[Tasks to carry out]
1. Please condense the paragraph that begins "In the last week" in the article on Ukraine's counter-drone exports into a short bulleted list that keeps its main facts.
2. Extend the article on Ukraine's counter-drone exports with one more paragraph that picks up after its final sentence.

[Excerpt provided]

— begin —

Ukraine has emerged as a global laboratory for counter-drone technology after years of repelling mass unmanned aerial attacks. Officials and industry figures say the recent fighting between the U.S.-Israeli coalition and Iran has created a fresh market opening in the Middle East for Kyiv's interception systems and expertise - an opportunity the government and private sector are racing to seize.
President Volodymyr Zelenskiy has spent recent days in the Gulf negotiating defence cooperation, arguing Ukraine can offer knowledge and integrated systems that are scarce in the region. "Ukraine is sharing expertise that is not available in the Middle East," he told Reuters. He stressed that what Kyiv can export is broader than individual airframes - it is the operational skill set, the tactical approach and the system architecture that enable drones to be employed effectively in defensive roles.
In the last week, Ukraine has signed framework cooperation deals with Saudi Arabia and Qatar, and officials say a similar arrangement with the United Arab Emirates is being prepared. Zelenskiy has repeatedly emphasised that the sale of arms must be coordinated at the state level, cautioning domestic firms against negotiating directly with foreign buyers without government approval.
Ukrainian defence firms are eager to capitalise. Oleg Rogynskyy, chief executive of UForce, a Ukrainian military technology company registered in the United Kingdom, said demand from Gulf customers for his firm's Magura sea drone has been intense. Several other Ukrainian interceptor manufacturers, including Wild Hornets and SkyFall, reported receiving inquiries from Middle Eastern states, but all signalled they would not pursue direct commercial deals prior to receiving formal clearance from Kyiv.

— end —

[Data section]

— begin —

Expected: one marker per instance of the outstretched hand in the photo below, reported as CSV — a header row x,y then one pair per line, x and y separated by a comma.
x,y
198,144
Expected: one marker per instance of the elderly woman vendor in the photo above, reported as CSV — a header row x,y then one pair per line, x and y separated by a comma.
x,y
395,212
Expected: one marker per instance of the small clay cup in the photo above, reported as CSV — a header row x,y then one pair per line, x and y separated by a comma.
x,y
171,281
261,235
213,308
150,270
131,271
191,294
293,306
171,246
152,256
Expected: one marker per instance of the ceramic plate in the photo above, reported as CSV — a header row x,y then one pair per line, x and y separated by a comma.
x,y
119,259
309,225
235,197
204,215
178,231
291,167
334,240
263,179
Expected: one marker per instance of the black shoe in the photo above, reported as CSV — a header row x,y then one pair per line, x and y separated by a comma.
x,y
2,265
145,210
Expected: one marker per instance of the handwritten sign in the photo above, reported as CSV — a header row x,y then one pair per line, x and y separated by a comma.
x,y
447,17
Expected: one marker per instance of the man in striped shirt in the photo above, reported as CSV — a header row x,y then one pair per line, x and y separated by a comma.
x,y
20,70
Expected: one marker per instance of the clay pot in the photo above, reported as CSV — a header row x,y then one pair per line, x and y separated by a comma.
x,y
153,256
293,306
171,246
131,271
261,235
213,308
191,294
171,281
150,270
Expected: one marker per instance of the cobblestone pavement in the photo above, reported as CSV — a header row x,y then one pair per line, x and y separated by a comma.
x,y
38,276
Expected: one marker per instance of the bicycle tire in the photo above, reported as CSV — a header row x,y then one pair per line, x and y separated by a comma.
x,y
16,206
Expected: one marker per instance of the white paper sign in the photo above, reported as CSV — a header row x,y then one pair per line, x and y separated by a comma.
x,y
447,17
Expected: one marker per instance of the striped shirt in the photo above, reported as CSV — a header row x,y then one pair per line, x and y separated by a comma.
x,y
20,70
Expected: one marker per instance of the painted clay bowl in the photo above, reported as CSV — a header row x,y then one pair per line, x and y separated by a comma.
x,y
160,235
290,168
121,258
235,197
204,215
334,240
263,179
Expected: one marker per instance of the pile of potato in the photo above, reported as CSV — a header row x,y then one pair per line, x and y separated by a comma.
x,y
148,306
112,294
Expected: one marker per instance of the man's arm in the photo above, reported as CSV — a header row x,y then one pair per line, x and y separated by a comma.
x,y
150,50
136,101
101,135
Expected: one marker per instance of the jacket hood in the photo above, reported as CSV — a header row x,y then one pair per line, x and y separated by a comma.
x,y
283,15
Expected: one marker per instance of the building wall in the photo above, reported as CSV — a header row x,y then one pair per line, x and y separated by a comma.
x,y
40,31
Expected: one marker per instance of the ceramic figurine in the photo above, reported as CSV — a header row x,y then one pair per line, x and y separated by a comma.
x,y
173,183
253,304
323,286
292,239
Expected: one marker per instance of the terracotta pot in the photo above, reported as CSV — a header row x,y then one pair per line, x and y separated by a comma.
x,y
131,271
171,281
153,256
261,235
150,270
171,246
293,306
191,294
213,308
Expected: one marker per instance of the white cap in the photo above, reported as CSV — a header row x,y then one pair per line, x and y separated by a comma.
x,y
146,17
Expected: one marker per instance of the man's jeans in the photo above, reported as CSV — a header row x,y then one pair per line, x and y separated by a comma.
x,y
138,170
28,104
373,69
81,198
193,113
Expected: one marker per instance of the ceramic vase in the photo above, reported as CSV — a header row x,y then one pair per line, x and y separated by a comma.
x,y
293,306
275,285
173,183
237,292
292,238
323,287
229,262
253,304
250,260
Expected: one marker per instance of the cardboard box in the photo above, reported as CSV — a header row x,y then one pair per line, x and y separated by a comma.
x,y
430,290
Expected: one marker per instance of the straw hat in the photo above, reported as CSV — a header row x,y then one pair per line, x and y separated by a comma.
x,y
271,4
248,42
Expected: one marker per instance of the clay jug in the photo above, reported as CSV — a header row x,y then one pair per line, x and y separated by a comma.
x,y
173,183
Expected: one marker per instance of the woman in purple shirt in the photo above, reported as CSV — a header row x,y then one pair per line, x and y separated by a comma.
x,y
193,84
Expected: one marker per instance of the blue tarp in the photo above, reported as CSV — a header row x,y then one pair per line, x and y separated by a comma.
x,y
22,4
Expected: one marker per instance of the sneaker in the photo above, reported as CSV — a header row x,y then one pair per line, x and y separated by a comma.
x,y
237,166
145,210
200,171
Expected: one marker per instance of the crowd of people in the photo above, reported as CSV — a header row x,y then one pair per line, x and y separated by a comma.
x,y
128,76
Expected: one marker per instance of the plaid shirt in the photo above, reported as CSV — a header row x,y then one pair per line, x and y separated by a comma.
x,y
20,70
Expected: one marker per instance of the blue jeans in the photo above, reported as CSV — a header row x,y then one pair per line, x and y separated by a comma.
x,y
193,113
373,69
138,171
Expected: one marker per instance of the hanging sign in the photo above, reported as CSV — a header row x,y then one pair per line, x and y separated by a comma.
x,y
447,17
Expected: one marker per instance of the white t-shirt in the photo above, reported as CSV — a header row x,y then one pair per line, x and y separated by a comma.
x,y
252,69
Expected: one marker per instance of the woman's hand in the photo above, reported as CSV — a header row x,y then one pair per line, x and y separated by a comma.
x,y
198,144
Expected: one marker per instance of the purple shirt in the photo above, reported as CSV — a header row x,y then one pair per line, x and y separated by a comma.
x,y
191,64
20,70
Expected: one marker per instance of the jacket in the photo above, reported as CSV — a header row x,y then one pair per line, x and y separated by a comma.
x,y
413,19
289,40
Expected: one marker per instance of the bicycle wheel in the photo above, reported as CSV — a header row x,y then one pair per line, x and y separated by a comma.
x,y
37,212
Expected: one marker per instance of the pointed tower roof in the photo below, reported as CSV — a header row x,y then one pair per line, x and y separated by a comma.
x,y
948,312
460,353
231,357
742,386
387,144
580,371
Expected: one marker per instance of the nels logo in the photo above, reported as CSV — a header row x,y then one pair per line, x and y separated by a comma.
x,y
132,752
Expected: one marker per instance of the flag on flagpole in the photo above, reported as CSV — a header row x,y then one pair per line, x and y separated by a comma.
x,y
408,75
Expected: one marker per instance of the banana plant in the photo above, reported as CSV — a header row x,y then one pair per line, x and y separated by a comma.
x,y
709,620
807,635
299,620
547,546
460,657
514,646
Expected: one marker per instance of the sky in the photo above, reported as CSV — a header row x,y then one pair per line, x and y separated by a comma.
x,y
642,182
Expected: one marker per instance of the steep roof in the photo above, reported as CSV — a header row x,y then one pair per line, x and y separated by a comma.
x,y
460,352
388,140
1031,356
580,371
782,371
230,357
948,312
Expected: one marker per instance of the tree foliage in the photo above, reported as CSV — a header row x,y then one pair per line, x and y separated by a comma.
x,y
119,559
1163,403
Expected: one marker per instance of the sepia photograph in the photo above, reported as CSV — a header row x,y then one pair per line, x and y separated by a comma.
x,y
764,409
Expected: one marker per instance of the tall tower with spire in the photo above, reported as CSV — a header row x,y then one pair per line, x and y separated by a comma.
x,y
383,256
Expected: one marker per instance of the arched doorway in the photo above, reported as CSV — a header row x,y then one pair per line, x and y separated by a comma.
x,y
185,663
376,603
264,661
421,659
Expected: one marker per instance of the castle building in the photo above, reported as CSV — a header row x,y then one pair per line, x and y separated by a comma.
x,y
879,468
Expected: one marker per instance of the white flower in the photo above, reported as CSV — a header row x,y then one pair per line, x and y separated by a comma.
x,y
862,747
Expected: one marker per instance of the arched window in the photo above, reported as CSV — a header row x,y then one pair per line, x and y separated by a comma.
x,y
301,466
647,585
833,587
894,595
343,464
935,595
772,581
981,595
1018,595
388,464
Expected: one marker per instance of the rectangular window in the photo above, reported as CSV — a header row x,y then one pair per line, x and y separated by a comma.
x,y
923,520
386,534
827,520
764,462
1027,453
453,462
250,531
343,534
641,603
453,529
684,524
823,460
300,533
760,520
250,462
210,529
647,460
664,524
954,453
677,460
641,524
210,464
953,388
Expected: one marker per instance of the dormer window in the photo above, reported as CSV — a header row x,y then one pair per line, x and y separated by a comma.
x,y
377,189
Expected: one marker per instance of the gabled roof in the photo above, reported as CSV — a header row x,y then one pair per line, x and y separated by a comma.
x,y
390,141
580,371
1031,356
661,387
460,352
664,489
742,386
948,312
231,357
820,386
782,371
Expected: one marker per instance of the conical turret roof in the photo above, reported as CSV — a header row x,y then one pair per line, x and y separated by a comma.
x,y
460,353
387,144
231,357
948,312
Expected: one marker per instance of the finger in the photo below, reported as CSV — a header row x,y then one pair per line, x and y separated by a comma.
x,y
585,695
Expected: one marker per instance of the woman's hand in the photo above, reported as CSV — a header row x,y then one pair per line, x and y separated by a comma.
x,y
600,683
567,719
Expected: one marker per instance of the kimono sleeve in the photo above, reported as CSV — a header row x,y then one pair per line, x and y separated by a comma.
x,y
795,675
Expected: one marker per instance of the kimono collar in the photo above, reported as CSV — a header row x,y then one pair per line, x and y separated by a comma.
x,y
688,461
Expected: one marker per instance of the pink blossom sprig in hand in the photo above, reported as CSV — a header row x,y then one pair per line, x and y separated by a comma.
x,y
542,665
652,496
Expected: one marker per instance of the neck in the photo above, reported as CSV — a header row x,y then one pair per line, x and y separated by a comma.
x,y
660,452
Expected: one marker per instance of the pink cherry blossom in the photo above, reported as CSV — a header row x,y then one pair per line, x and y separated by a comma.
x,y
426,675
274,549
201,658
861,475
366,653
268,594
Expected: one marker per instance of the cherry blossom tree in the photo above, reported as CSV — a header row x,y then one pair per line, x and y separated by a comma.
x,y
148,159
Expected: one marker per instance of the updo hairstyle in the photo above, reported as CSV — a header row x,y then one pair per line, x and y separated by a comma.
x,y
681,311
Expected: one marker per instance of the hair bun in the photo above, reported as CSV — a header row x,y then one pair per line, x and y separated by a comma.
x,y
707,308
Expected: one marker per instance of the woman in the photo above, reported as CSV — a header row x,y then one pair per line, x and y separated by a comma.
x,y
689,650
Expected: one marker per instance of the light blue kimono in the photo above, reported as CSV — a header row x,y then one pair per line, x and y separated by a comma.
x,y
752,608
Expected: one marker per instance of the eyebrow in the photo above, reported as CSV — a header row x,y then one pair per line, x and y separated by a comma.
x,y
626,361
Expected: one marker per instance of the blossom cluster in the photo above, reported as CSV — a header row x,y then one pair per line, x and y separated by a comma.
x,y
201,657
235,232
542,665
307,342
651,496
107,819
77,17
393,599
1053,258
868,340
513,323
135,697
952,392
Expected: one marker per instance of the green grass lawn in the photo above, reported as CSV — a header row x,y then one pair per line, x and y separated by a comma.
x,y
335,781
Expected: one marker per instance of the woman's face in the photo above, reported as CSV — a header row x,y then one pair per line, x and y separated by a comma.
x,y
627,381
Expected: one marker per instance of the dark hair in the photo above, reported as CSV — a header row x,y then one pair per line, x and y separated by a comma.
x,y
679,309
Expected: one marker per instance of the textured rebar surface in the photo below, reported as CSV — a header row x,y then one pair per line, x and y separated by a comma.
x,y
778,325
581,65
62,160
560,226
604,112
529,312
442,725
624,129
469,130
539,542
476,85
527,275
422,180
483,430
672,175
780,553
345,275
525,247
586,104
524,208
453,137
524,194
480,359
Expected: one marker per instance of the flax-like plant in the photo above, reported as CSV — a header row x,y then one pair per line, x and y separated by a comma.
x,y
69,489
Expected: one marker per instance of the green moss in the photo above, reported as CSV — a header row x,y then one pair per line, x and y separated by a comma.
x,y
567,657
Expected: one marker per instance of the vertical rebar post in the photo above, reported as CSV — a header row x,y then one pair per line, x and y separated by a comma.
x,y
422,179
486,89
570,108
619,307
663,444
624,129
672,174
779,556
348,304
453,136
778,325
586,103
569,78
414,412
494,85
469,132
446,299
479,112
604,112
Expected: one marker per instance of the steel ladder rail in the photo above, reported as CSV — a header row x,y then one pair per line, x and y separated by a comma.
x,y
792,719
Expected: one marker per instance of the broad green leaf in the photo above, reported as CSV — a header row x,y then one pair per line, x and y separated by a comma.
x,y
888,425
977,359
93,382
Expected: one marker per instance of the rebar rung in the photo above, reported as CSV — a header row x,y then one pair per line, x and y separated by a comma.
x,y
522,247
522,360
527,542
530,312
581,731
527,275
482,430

— end —

[Response list]
1.
- In the last week, Ukraine signed framework cooperation deals with Saudi Arabia and Qatar.
- Officials say a similar arrangement with the United Arab Emirates is being prepared.
- Zelenskiy has stressed that arms sales must be coordinated at the state level.
- He has warned domestic firms not to negotiate directly with foreign buyers without government approval.

2.
Industry groups say the recent operations involving Iran have underscored how effective attack drones can be and revealed vulnerabilities in countries that have not invested in tailored countermeasures. For Ukraine, the moment is potentially pivotal: establishing export markets for defence technology could underpin industrial growth and help finance reconstruction after the war.
Anastasiia Mishkina, executive director at Tech Force in UA, an association representing nearly 100 Ukrainian defence companies, said some member companies have already applied to the government for export permission and are awaiting decisions. "There is a risk of losing the moment because the international market does not wait," she told Reuters.
How Ukraine developed its niche
Kyiv's expertise has been honed under continuous drone bombardment from Russia, where waves of often-cost-effective drones are launched by the thousands on some nights. That experience has driven both the military and private sector into rapid development cycles for interceptor platforms that aim to neutralise enemy aerial threats before they strike high-value targets.
Those interceptor drones typically cost several thousand dollars apiece, according to industry sources. However, success is not guaranteed: interception attempts sometimes fail, and adversaries continually refine tactics and technologies to defeat countermeasures.
Ihor Fedirko, chief executive of the Ukrainian Council of Defence Industry, estimated that Kyiv could export around $2 billion of weapons this year, not including joint-production programmes with partners. In a best-case projection, he said annual defence exports could expand to as much as $10 billion within five years.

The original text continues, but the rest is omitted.